DO THIS: Copy out the rows word for word, starting at the row that contains "Would you be able to determine the whereabouts of the metal" and continuing through the last row, with both ends included.

RECORDS FOR THIS EXERCISE:
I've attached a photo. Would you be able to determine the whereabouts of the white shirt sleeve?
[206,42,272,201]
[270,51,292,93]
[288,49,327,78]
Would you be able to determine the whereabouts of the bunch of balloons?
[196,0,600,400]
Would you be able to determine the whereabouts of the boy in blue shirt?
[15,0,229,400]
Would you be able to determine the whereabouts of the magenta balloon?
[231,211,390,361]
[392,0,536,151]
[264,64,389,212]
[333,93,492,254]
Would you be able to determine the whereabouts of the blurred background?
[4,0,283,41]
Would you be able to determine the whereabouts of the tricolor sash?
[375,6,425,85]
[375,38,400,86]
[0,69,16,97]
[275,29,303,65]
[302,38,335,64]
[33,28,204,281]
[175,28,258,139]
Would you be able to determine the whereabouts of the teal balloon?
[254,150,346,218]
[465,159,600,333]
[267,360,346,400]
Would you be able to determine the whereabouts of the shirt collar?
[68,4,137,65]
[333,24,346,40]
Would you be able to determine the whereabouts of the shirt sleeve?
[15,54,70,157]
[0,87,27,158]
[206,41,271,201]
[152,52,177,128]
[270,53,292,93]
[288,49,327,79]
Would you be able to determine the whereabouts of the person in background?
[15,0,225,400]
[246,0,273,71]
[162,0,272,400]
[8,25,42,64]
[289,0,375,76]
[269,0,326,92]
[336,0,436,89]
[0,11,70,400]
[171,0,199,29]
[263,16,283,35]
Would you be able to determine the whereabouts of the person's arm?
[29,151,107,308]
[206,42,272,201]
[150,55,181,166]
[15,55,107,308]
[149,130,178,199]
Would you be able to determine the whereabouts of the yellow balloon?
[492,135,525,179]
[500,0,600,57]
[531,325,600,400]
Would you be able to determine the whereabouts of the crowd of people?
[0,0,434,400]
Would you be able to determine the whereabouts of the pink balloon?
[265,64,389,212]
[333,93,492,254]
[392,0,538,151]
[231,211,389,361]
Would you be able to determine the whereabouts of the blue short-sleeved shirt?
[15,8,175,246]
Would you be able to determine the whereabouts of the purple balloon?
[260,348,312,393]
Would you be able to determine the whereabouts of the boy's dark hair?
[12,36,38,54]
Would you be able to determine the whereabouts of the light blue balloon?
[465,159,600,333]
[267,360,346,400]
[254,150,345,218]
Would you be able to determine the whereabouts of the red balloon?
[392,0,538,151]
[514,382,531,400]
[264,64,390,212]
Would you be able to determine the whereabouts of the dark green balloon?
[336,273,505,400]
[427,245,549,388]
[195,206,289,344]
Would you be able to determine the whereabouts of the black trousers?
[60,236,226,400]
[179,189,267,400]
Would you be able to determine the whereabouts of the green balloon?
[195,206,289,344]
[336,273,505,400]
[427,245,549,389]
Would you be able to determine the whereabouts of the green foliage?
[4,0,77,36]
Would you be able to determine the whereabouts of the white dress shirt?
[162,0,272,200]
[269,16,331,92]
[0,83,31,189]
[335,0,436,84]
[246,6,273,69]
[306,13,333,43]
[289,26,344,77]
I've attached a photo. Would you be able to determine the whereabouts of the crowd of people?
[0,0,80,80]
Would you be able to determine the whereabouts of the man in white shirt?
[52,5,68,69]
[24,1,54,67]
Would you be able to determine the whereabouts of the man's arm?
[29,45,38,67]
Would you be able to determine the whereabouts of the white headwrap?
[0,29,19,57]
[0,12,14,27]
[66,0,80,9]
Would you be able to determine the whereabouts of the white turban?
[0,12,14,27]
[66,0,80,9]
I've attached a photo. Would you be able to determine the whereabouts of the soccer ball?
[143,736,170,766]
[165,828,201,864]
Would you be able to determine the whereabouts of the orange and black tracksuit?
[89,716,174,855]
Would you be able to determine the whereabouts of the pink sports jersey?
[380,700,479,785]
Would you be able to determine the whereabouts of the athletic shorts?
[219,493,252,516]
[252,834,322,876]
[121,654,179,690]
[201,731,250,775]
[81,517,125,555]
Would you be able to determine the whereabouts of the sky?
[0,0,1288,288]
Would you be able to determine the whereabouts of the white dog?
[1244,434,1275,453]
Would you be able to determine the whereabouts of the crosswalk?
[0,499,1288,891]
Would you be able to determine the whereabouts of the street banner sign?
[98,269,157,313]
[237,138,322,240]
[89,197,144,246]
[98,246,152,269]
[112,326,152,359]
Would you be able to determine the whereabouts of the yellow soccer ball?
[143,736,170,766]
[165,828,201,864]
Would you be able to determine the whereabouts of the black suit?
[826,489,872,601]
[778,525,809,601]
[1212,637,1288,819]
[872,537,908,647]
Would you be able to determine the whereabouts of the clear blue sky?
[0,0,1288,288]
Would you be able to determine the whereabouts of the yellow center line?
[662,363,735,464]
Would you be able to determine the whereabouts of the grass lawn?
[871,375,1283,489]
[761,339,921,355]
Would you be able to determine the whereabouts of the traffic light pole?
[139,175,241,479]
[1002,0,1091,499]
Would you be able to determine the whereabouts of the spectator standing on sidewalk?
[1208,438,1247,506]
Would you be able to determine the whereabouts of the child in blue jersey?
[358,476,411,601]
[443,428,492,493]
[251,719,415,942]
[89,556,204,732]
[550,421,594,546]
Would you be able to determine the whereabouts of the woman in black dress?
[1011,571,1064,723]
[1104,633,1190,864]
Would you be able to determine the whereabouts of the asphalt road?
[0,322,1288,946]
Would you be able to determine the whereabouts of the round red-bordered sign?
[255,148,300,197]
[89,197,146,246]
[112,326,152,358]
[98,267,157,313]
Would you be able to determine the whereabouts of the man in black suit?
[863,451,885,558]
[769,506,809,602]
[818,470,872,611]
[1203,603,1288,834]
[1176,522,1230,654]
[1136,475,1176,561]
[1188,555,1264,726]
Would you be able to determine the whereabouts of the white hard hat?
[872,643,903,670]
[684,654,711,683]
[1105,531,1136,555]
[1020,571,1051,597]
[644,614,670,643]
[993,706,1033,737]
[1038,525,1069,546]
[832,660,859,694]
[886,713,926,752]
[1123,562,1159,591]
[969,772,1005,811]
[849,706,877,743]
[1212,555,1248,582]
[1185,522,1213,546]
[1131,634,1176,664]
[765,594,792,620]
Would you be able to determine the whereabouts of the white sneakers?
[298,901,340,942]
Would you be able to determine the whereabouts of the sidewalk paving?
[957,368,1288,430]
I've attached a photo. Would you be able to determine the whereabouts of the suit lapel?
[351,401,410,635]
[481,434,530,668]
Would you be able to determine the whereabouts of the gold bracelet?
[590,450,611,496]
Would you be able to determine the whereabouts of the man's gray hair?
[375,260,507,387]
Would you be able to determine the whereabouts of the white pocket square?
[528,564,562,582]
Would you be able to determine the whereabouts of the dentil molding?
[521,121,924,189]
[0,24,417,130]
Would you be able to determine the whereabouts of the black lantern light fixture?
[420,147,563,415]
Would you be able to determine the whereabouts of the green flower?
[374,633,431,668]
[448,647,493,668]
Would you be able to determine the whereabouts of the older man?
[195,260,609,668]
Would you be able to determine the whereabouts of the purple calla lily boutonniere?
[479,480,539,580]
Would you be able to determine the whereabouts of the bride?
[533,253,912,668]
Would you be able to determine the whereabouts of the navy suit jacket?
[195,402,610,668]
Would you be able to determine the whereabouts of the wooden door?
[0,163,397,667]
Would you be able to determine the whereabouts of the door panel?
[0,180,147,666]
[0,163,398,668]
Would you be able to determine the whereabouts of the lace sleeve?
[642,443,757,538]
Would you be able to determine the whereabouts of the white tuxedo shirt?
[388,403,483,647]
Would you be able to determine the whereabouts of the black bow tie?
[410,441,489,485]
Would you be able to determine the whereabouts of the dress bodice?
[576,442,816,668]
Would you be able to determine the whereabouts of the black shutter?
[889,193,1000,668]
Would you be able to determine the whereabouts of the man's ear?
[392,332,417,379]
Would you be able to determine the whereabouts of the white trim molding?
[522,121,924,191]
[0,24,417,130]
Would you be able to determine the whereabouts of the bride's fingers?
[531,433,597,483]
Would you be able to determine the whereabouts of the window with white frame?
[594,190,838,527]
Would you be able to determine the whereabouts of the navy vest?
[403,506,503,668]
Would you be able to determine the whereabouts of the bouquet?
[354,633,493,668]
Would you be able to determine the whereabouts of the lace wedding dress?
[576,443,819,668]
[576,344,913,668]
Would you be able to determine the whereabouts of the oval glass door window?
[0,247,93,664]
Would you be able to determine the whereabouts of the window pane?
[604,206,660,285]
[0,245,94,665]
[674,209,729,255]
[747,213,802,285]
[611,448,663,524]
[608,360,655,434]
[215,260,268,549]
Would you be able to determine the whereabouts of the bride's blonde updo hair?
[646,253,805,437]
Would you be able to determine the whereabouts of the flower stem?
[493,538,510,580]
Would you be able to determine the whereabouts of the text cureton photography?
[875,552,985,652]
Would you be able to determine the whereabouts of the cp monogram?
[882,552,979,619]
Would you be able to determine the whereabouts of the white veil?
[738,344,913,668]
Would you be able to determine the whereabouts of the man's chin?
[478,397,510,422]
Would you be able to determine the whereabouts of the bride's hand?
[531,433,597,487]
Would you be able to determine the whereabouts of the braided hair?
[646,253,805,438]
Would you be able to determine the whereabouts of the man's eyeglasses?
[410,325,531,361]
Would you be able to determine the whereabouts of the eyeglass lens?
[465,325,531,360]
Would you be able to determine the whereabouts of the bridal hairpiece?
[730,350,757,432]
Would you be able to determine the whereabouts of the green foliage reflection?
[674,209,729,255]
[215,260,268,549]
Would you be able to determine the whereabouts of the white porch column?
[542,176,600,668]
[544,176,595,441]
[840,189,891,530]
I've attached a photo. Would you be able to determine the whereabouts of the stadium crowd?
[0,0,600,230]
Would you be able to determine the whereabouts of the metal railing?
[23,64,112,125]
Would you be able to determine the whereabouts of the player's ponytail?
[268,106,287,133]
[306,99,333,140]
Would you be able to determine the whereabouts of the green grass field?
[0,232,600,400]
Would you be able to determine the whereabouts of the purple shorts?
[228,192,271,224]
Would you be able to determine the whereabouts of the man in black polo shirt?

COMPLETE ANSWER:
Would you be able to determine the whereabouts of the metal railing?
[23,64,112,125]
Would you be able to determine the whereabouts of the player's ponytail?
[268,106,287,133]
[306,99,333,140]
Would you be able to determine the whereabouts of the green grass field?
[0,232,600,400]
Would you be able to determine the whereabouts of the purple shorts?
[228,192,271,224]
Would you be able to determine the whereabouts of the man in black polo shirt?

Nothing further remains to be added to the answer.